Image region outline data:
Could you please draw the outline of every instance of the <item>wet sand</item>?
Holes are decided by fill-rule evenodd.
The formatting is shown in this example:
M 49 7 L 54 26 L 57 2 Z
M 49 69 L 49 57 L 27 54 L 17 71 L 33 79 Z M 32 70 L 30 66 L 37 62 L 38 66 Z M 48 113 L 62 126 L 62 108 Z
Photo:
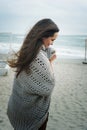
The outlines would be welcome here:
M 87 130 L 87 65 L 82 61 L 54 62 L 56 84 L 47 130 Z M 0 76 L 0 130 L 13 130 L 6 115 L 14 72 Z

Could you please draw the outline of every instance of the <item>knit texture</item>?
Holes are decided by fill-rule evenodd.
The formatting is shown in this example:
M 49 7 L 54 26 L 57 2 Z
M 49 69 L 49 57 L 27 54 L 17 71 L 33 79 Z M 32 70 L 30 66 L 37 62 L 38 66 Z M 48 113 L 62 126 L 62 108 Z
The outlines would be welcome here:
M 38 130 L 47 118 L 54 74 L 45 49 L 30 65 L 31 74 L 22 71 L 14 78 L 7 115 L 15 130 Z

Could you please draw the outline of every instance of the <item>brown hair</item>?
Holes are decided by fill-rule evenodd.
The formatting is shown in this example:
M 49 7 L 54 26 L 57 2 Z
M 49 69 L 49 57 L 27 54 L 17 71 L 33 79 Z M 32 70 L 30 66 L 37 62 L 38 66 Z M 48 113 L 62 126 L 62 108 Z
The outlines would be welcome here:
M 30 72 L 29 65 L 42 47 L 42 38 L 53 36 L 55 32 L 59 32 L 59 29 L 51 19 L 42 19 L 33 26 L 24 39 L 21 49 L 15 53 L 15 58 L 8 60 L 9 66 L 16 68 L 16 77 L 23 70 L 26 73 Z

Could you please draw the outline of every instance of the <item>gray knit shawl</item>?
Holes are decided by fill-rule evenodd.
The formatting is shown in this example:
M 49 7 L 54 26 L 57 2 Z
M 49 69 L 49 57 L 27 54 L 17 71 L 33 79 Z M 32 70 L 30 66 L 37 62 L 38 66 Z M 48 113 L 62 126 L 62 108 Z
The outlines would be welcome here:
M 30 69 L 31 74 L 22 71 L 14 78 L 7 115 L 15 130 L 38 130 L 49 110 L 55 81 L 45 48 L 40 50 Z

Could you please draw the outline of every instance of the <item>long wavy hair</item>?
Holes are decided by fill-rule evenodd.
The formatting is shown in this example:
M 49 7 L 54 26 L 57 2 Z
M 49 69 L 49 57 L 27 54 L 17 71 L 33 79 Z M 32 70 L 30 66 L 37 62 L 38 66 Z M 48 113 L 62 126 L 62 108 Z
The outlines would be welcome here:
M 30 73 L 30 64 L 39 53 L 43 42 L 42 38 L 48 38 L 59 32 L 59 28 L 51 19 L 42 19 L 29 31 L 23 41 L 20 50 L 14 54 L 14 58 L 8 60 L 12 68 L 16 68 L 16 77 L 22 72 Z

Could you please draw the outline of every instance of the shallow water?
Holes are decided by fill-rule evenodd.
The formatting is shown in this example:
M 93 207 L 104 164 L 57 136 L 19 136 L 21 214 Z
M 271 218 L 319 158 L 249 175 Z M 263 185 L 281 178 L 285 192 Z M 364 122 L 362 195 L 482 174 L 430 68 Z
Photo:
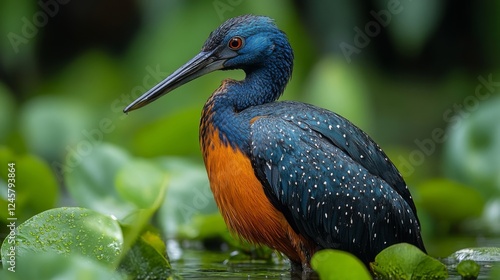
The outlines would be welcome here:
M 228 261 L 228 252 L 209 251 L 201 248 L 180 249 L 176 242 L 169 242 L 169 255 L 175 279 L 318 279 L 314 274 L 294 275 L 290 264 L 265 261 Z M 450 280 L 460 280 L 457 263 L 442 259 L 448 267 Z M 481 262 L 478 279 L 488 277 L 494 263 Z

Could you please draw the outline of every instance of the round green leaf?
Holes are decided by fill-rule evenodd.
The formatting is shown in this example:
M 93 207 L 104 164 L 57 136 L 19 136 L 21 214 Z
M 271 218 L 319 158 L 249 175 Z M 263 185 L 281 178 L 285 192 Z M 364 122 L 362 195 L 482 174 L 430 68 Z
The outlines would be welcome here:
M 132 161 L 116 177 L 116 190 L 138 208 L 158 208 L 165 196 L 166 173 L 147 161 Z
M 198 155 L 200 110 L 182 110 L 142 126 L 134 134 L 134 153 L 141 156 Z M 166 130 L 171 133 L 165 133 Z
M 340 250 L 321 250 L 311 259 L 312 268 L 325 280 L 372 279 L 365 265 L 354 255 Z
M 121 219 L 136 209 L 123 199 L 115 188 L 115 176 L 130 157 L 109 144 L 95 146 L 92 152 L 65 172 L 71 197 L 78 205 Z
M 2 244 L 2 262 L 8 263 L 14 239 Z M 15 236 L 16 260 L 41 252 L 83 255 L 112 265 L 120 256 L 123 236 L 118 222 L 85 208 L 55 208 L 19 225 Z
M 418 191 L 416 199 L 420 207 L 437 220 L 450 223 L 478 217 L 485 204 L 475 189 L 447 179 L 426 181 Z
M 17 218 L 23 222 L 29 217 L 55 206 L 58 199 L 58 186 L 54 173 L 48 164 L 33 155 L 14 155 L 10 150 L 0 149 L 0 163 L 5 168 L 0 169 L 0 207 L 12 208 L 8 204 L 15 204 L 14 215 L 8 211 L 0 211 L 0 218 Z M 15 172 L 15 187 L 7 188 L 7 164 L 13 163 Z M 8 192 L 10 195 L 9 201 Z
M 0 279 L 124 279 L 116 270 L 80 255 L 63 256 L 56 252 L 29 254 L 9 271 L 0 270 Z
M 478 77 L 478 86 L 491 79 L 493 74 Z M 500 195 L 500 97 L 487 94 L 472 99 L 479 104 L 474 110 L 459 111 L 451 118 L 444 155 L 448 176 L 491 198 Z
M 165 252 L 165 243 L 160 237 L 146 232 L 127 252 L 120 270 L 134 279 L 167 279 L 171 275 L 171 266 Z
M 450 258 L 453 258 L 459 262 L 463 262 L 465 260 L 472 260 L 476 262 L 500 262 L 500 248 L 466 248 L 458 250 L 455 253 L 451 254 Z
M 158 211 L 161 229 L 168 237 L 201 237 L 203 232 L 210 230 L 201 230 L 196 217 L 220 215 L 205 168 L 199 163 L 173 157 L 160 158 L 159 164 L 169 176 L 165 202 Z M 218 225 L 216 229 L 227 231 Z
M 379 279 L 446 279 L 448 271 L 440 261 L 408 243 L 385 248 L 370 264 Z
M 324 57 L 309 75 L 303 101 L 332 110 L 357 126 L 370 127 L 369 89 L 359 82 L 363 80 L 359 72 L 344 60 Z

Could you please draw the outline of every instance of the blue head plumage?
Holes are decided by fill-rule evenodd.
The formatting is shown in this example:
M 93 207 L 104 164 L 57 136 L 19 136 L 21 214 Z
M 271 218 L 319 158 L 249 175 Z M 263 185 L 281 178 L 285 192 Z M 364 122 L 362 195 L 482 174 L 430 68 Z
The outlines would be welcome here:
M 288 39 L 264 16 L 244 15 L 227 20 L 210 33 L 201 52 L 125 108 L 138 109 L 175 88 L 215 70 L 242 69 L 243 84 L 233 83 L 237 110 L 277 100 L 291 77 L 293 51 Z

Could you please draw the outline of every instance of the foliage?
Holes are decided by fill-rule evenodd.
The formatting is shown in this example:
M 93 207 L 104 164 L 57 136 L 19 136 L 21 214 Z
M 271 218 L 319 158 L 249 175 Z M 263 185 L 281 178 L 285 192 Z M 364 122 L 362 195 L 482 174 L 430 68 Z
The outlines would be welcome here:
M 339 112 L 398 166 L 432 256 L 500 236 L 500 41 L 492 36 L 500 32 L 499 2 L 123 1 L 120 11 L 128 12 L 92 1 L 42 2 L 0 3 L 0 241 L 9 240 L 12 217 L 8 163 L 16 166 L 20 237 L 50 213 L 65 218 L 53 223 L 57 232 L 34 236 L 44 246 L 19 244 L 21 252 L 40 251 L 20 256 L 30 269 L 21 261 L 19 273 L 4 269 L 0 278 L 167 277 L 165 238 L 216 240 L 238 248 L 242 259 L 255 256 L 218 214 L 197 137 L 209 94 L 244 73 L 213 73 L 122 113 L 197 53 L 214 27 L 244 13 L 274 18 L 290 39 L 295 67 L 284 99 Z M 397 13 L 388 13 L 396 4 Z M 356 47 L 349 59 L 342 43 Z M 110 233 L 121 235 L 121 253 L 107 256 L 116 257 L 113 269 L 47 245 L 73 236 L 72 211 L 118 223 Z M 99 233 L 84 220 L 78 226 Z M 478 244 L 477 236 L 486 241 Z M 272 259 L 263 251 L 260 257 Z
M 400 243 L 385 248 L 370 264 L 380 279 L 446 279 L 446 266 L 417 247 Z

WORK INSTRUCTIONS
Put the lines of the data above into a JSON list of strings, one string per line and no blank lines, starting at the line that contains "the <item>knit texture</item>?" and ending at the line that contains "M 38 130 L 47".

WRITTEN RESPONSE
[
  "Could you please draw the outline of every instance of the <item>knit texture</item>?",
  "Holes are decided by fill-rule evenodd.",
  "The formatting is shown in this example:",
  "M 49 7 L 54 26 L 57 2 Z",
  "M 49 69 L 49 57 L 27 54 L 17 71 L 33 79 Z M 32 70 L 30 66 L 37 62 L 38 66 Z M 48 113 L 62 126 L 62 108 Z",
  "The outlines would be welcome here:",
  "M 38 130 L 47 118 L 54 74 L 45 49 L 30 65 L 31 74 L 22 71 L 14 78 L 7 115 L 15 130 Z"
]